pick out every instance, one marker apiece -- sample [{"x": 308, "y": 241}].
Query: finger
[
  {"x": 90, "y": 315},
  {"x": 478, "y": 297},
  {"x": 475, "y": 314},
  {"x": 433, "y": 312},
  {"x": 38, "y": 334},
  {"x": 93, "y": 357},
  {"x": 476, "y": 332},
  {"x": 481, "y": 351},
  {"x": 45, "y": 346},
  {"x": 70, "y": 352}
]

══════

Transcribe, exactly and completely, all of the entries.

pick out every instance, one marker apiece -- sample [{"x": 308, "y": 241}].
Query: finger
[
  {"x": 90, "y": 315},
  {"x": 478, "y": 297},
  {"x": 475, "y": 314},
  {"x": 433, "y": 312},
  {"x": 38, "y": 334},
  {"x": 93, "y": 357},
  {"x": 476, "y": 332},
  {"x": 481, "y": 351},
  {"x": 45, "y": 346},
  {"x": 70, "y": 352}
]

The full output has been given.